EXTRACT PROVIDED

+++++

Life took a drastic turn in 1910. It was this year that Rasmus’ very dear wife Rasmine wilted. He would have done anything to make her happy. This bond between Rasmus and Rasmine was shown in a very sad story. The story begins with a lonesome and homesick wife, Rasmine. She longed to go back to her homeland and her family for a visit. This kind of trip cost a lot of money. Rasmus, a somewhat thrifty man, sold Rock Island in 1910 in order for Rasmine to go visit her homeland. (Rasmus had bought Rock Island for its lumber.) If he was able to make the fruit of his seeds happy, he was willing to take the chance. Rasmine made it all the way to Denmark and back to Sister Bay. On December 2, 1910 in Sister Bay, Rasmine died of pneumonia. Imagine how hard that must have been. Almost home and yet so far away. Rasmus was crushed, for half of his limb had died.

+++++

(Excerpts from point annotation data)
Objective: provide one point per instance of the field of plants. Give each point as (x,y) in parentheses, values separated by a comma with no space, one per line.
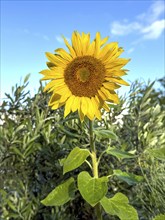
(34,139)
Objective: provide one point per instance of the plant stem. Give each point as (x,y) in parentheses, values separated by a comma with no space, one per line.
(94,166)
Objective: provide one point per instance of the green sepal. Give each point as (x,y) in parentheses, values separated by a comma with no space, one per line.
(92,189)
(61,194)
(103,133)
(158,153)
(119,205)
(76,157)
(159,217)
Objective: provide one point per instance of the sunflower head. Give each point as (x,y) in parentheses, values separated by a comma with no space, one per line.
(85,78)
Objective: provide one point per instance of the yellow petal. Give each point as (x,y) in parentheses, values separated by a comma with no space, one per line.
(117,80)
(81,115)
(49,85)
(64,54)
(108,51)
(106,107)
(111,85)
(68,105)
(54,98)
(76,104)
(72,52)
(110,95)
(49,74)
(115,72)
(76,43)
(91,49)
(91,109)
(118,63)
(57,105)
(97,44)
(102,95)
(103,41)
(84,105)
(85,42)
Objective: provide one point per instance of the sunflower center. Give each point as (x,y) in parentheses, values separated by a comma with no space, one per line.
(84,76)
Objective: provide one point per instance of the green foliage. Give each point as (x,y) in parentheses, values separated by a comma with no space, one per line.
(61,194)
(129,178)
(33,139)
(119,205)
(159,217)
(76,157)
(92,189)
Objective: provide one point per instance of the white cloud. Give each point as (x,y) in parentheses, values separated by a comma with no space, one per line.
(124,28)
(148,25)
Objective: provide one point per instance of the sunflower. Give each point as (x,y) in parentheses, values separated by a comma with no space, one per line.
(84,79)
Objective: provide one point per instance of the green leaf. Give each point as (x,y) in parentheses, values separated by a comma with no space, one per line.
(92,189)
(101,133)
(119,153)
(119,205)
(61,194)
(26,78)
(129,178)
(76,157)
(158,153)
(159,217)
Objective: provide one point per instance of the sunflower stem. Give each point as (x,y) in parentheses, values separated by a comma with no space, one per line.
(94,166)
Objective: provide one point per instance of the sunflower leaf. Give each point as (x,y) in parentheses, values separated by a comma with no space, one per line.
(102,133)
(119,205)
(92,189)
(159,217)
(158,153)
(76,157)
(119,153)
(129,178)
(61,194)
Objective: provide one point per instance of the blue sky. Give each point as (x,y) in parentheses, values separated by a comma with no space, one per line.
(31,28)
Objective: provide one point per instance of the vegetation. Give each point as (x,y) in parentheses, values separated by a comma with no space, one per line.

+++++

SET OF TASKS
• A. Answer these questions on the passage about Rasmus and Rasmine:
(i) In what year did Rasmus sell Rock Island?
(ii) Why had Rasmus bought Rock Island?
(iii) What did Rasmine die of, and on what date?
• B. From the passage about Rasmus and Rasmine, extract everything from "Life took a" down to "limb had died.", word for word.
The material comes from a different source than the passage.

EXPECTED OUTPUTS
• A.
(i) 1910
(ii) For its lumber
(iii) Pneumonia, on December 2, 1910

• B.
Life took a drastic turn in 1910. It was this year that Rasmus’ very dear wife Rasmine wilted. He would have done anything to make her happy. This bond between Rasmus and Rasmine was shown in a very sad story. The story begins with a lonesome and homesick wife, Rasmine. She longed to go back to her homeland and her family for a visit. This kind of trip cost a lot of money. Rasmus, a somewhat thrifty man, sold Rock Island in 1910 in order for Rasmine to go visit her homeland. (Rasmus had bought Rock Island for its lumber.) If he was able to make the fruit of his seeds happy, he was willing to take the chance. Rasmine made it all the way to Denmark and back to Sister Bay. On December 2, 1910 in Sister Bay, Rasmine died of pneumonia. Imagine how hard that must have been. Almost home and yet so far away. Rasmus was crushed, for half of his limb had died.